◆ Exercise goal
Can you add 101 to every coordinate value in the entries from the line with "Reviewer note: confirm that each instance of the black" through the end of the entries, and write out each of those lines again, including the ones without coordinates?

◆ Material for the task
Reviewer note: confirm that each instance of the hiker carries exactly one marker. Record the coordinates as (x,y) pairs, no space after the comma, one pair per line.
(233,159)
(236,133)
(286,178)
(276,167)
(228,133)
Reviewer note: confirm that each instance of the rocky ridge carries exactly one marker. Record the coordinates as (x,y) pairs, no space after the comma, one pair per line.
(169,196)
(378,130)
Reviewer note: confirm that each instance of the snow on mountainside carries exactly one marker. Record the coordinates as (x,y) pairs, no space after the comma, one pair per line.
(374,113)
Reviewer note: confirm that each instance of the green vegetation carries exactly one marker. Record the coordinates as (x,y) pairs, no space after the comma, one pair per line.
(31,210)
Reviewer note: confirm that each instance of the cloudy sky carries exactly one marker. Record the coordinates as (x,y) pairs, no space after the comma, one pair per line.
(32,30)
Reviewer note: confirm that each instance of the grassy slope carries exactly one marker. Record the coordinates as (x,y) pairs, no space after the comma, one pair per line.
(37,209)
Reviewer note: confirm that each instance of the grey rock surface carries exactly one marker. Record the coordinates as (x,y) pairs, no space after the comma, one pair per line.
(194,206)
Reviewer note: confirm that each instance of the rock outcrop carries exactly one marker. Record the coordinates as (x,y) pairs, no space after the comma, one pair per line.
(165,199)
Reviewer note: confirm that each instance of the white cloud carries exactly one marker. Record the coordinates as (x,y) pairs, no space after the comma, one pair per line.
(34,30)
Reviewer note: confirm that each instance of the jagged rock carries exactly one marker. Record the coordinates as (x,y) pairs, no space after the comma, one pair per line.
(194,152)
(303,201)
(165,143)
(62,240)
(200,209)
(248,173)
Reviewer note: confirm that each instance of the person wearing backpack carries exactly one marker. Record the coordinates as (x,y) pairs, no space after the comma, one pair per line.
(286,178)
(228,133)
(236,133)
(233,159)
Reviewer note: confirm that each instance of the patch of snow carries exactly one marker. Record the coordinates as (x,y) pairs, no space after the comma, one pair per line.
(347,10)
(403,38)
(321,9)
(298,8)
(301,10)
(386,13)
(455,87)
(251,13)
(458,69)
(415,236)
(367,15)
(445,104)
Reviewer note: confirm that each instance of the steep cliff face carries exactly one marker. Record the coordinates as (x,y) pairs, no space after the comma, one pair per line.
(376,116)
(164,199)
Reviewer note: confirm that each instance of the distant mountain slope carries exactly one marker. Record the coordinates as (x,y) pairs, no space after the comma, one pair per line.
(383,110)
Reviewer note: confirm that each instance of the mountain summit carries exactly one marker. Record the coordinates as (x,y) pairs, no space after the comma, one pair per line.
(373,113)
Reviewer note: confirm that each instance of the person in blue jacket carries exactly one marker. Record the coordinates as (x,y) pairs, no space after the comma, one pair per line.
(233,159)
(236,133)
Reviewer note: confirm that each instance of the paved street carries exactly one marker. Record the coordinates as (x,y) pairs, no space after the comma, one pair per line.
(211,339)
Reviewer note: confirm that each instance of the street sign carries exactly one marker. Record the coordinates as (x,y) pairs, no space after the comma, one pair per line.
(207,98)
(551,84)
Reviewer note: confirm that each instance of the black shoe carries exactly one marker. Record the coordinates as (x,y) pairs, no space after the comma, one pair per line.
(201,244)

◆ Task result
Reviewer note: confirm that each instance of the black shoe carries exactly one marker. Record the coordinates as (x,y) pairs, no space after the comma, one pair per line.
(302,345)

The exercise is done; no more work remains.